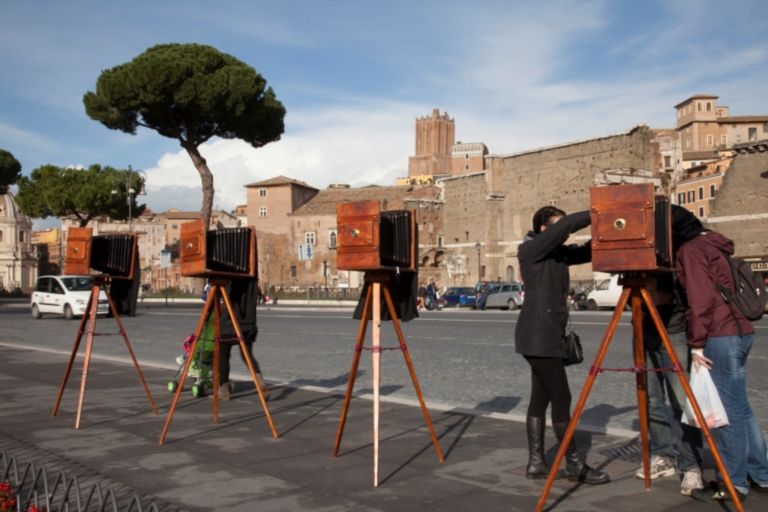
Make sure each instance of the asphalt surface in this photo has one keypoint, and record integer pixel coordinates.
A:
(464, 359)
(236, 464)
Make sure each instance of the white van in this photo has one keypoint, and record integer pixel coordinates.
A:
(65, 295)
(606, 294)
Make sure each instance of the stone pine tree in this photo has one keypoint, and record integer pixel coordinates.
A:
(80, 193)
(188, 92)
(10, 170)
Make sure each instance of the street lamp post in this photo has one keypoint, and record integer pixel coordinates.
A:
(477, 248)
(130, 194)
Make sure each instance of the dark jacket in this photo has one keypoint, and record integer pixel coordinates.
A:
(700, 264)
(544, 262)
(244, 294)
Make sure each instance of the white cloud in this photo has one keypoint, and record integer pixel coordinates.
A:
(368, 144)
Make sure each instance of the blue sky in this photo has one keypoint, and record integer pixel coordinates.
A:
(354, 75)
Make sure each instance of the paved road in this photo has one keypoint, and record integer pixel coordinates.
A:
(464, 359)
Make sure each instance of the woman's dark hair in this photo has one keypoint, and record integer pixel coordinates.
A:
(542, 216)
(685, 225)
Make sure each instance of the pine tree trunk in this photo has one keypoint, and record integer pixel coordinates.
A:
(207, 181)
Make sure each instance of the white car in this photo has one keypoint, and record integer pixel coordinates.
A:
(65, 295)
(606, 294)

## Required work
Each line from the one holding "Make sure each instance of the pine" to the end of the entries is to be written out exactly. Skip every line before it.

## Task solution
Make sure each instance of the pine tree trunk in this photo has one keypoint, and record integer pixel coordinates.
A:
(207, 181)
Make sure each instance of the white car in this photo has one keypoint, and record integer pixel coordinates.
A:
(65, 295)
(606, 294)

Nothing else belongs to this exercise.